#### GIVEN PASSAGE
----------------

Updated: Oct 15, 2018
Directed by Andy Serkis
Written by William Nicholson
Starring Andrew Garfield, Claire Foy, Tom Hollander & Hugh Bonnerville
BFI London Film Festival Review by Dean Pettipher
Every time they enter the movie theatre, audiences willingly accept and embrace tremendous mismatches between what is claimed and what is. The barriers of tolerance vary greatly from person to person. However, ultimately, they all have these internal fortifications firmly set between what they are happy to accept and what they simply cannot even pretend to agree with. While such escapism can be exhausting, the sheer scale of pain and suffering that plagues the world, as if it was constantly in flames, serves as a reasonable justification for determinedly navigating through the dull realities and harsh trials of life towards focusing on what makes life worth living, in spite of its various hardships. Thus, Breathe (2017), the directorial debut from the finest motion capture actor of all-time, Andy Serkis, was a warmly welcomed opening movie for the BFI London Film Festival 2017. The film feels like a frustratingly safe mixture of The Theory of Everything (2014) and A United Kingdom (2016), with an exploration of romantic love and disability similar to the former feature and a sentimental tone akin to the latter movie. Nonetheless, the lack of experimentation is superbly compensated for by an overwhelmingly poignant story, performed and captured on camera with remarkable elegance. A clear and sincere emphasis on particular emotions, mainly romantic love, propels the otherwise doomed tale into the realms of the ineffable, especially for audiences who truly adore movies based on true stories. Indeed, in the modern world, where dating seems all but totally void of any genuine feelings when it really matters, the optimistic possibilities that Breathe hopes to share with audiences around the globe at times hardly seems possible. So, while audiences may not leave the cinema with a totally new outlook on filmmaking or storytelling, they will almost certainly leave with a powerful and unquestionably essential reminder of hope.

----------------

#### RECORDS PROVIDED
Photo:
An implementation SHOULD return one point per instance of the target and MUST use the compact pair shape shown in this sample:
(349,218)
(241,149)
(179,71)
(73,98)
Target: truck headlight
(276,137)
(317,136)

----------------

#### TASKS TO PERFORM
[a] Which film opened the BFI London Film Festival 2017, according to the festival review?
[b] Please rewrite the records with "truck headlight" swapped for "car headlight" and every other character unchanged.

#### SOLUTIONS BY TASK
[a] Breathe (2017), directed by Andy Serkis.

[b]
Photo:
An implementation SHOULD return one point per instance of the target and MUST use the compact pair shape shown in this sample:
(349,218)
(241,149)
(179,71)
(73,98)
Target: car headlight
(276,137)
(317,136)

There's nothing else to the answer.